*Your task*: Please give an exact copy of every line from the one holding "For every instance of the fingernail" through the final line of the records below.
** Provided records follows **
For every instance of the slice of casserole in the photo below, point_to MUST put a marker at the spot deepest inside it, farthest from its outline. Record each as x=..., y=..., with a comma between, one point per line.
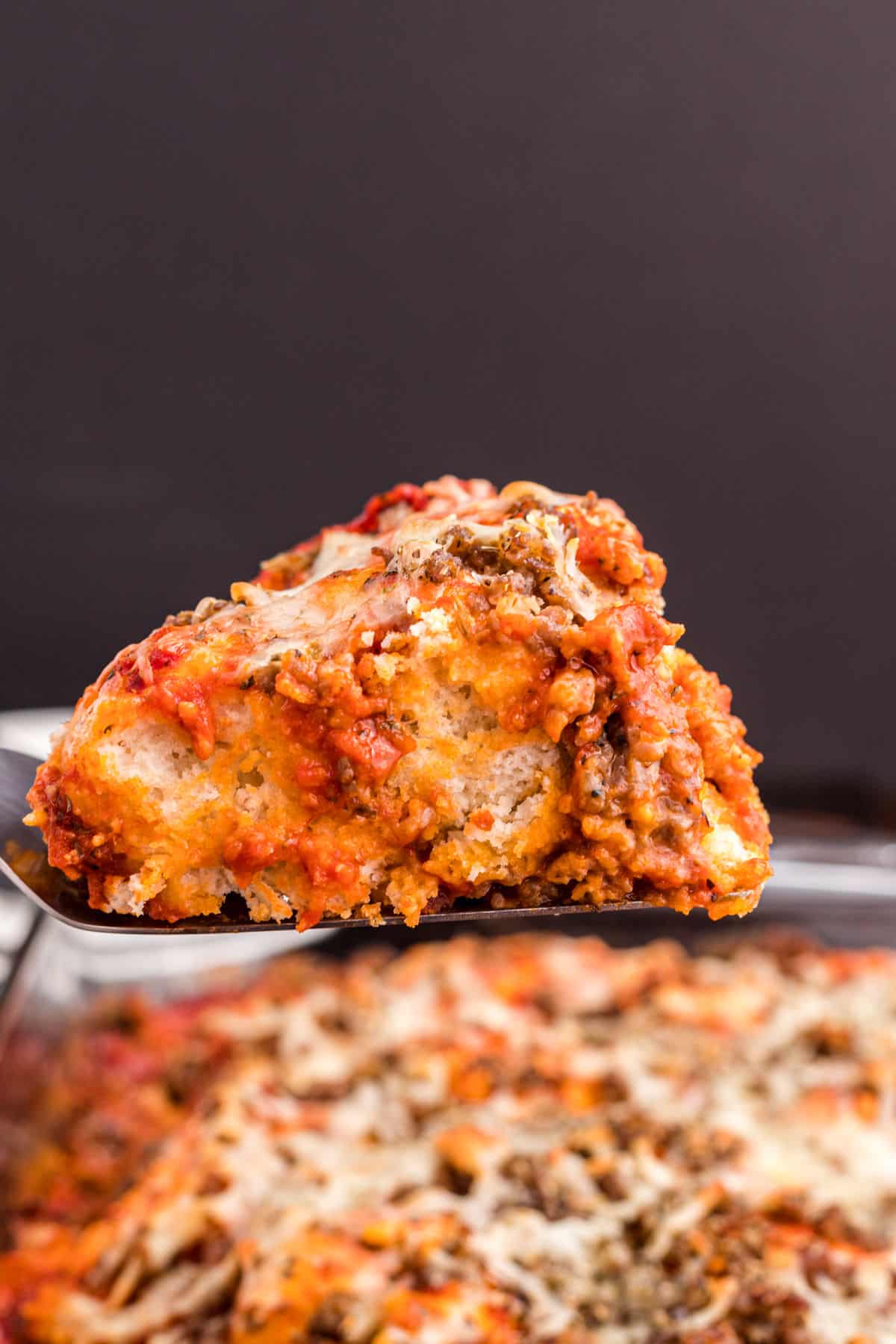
x=461, y=694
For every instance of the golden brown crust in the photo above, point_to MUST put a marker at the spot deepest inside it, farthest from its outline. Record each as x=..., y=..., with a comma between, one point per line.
x=511, y=1142
x=454, y=695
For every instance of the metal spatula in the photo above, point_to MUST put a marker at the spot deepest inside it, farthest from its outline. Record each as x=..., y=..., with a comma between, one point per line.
x=67, y=900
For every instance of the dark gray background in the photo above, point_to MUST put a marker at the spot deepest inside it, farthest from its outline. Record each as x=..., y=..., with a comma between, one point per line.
x=264, y=258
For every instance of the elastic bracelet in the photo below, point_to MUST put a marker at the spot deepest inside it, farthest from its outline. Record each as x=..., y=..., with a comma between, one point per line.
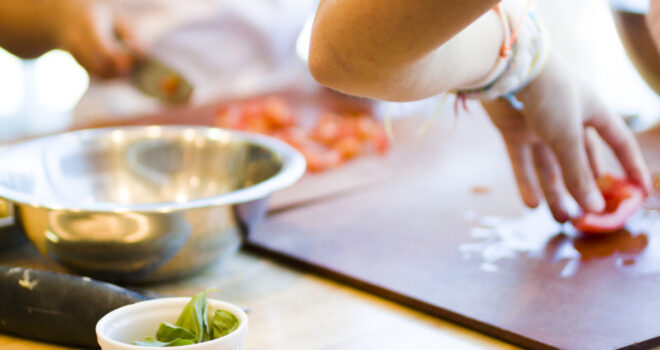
x=522, y=57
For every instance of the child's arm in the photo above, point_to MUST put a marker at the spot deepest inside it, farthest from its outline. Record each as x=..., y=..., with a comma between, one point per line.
x=89, y=29
x=403, y=50
x=407, y=50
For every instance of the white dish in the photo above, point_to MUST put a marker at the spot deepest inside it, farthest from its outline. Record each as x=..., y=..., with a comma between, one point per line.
x=118, y=329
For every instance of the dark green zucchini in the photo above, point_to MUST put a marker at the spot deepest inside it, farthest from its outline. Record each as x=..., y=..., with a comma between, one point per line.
x=56, y=307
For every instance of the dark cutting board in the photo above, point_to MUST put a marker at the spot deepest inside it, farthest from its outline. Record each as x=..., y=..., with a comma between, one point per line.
x=450, y=237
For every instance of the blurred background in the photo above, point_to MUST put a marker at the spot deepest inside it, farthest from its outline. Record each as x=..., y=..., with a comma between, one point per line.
x=228, y=51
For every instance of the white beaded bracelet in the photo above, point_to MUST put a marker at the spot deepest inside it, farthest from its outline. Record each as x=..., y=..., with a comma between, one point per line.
x=522, y=57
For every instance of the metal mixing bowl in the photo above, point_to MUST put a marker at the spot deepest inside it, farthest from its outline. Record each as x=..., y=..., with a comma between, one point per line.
x=139, y=204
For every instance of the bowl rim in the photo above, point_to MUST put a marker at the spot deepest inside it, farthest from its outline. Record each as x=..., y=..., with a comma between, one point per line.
x=146, y=305
x=293, y=168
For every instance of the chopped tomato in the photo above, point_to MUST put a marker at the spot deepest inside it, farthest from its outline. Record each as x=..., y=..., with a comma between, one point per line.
x=169, y=84
x=334, y=139
x=278, y=113
x=622, y=199
x=349, y=147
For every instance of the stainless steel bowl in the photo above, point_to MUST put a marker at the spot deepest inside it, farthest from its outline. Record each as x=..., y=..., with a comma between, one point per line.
x=139, y=204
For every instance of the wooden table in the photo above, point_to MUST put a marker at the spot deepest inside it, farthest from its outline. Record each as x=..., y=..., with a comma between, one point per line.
x=291, y=309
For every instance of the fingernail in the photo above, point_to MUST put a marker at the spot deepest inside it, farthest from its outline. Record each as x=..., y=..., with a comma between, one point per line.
x=595, y=202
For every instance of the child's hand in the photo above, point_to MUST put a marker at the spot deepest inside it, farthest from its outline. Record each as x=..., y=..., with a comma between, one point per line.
x=95, y=35
x=548, y=140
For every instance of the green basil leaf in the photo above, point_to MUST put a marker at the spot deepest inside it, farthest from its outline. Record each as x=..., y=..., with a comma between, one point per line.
** End of Provided records **
*Solution to this task*:
For every instance of the fingernail in the photo above, point_to MUST put a marker at the spot deepest inside it, farthest from its outline. Record each as x=..., y=..., with a comma between, one point per line.
x=595, y=202
For every instance of the child's hand in the photo above, point_to MUST put a marker at the spot deepest inside it, farthest from its outline. Record each as x=..., y=..., with a comma between, one point per line.
x=95, y=35
x=548, y=140
For every instance of the green basil leaf in the photo above, point_to MUST put a marker at the spot deepest inside it, farthest from its outline. Record each as x=..., y=..., with a comma between, one point per line.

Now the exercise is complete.